* Stated goal
Rewrite these entries with "instance" swapped for "occurrence" and nothing else altered.

* Stored rows
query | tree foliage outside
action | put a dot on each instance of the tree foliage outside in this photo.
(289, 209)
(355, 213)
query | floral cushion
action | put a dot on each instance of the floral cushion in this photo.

* Result of the exercise
query | tree foliage outside
action | put a dot on each occurrence of the tree foliage outside in this photo.
(289, 209)
(355, 213)
query | floral cushion
action | put a dot on each occurrence of the floral cushion in this photo.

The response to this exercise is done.